(Records excerpted from a collection)
[start]

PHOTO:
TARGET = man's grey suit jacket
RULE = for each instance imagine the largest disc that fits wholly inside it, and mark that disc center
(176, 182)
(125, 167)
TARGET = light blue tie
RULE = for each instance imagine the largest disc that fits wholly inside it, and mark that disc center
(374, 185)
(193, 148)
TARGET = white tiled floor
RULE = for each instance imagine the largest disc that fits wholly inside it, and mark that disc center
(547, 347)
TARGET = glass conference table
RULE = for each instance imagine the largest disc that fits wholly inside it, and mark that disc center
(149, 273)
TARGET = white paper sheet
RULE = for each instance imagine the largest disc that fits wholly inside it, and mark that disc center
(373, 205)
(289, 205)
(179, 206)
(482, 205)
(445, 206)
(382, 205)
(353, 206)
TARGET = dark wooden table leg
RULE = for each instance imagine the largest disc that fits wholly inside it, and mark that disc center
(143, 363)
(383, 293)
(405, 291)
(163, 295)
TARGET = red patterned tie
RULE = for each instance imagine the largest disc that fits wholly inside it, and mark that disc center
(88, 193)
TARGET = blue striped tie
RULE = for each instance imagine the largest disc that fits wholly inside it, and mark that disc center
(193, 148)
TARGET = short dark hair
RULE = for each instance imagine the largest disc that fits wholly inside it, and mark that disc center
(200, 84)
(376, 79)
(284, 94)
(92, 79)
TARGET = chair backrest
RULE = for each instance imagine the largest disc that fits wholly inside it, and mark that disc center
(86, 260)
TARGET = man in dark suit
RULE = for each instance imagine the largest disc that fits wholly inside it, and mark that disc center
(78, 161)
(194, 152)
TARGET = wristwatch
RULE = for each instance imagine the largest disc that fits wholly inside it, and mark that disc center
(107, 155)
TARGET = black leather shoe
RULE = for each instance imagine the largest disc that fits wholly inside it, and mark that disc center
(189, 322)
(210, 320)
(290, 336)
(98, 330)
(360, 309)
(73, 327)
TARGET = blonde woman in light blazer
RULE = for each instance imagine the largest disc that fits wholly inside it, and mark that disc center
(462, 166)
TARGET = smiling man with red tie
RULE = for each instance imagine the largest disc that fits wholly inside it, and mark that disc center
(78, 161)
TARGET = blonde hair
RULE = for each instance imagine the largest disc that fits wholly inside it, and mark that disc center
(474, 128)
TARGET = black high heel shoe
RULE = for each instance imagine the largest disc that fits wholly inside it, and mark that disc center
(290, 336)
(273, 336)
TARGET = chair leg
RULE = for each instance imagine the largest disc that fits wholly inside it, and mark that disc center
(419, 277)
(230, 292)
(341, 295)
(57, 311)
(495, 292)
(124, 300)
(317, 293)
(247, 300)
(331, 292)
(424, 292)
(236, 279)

[end]

=== STATED PROBLEM ===
Return all of the data word for word.

=== EXERCISE ANSWER ===
PHOTO:
TARGET = man's grey suit jacket
RULE = for each instance imagine the largest disc that fits wholly inside it, and mark that disc center
(176, 182)
(125, 167)
TARGET = light blue tie
RULE = for each instance imagine the largest disc that fits wholly inside it, and mark that disc center
(374, 185)
(193, 148)
TARGET = white tiled floor
RULE = for each instance imagine the largest disc that fits wholly inside it, and mark that disc center
(547, 347)
TARGET = glass conference table
RULE = for each instance imagine the largest disc that fits wholly inside it, and mark that disc center
(149, 273)
TARGET = white paper sheet
RULE = for each instance imagine the largest disc that fits wholly inside it, and mark that disc center
(373, 205)
(289, 205)
(179, 206)
(482, 205)
(445, 206)
(382, 205)
(353, 206)
TARGET = dark wooden table leg
RULE = for each instance imagine the largest disc that fits wholly inside it, and mark that disc center
(143, 363)
(383, 293)
(405, 291)
(163, 295)
TARGET = red patterned tie
RULE = for each instance imagine the largest disc that fits wholly inside it, and mark that disc center
(88, 193)
TARGET = blue striped tie
RULE = for each instance imagine the largest disc that fits wholly inside it, and mark that disc center
(193, 148)
TARGET = short dark hair
RULE = for each instance imagine the largest disc that fits wholly inside it, and mark that disc center
(200, 84)
(376, 79)
(284, 94)
(92, 79)
TARGET = chair backrest
RULE = for each instance imagine the largest disc that fits wholly inside it, and mark that disc center
(86, 260)
TARGET = man in dark suit
RULE = for each instance imagine the largest disc that fits wholly inside it, and mark that disc center
(78, 161)
(194, 152)
TARGET = wristwatch
RULE = for each instance imagine the largest disc that fits wholly inside it, and mark that disc center
(107, 155)
TARGET = black leather shoe
RULE = for each instance imagine the largest disc that fits wholly inside it, and mark that disc center
(189, 322)
(210, 320)
(290, 336)
(98, 330)
(360, 309)
(73, 327)
TARGET = blonde woman in light blazer
RULE = for each instance imagine the largest disc that fits wholly inside it, and mark that disc center
(462, 166)
TARGET = smiling man with red tie
RULE = for each instance imagine the largest disc that fits wholly inside it, and mark that disc center
(78, 161)
TARGET = blonde hair
RULE = for each instance imagine the largest disc that fits wholly inside it, and mark that disc center
(474, 128)
TARGET = black high heel shoe
RULE = for each instance imagine the largest disc that fits wholly inside it, and mark that disc center
(290, 336)
(273, 336)
TARGET = chair leg
RULE = for each instance imagine the largest disc that fits wholly inside it, and mark that disc center
(419, 277)
(230, 292)
(341, 295)
(57, 311)
(495, 292)
(124, 300)
(317, 293)
(247, 300)
(331, 292)
(424, 292)
(236, 279)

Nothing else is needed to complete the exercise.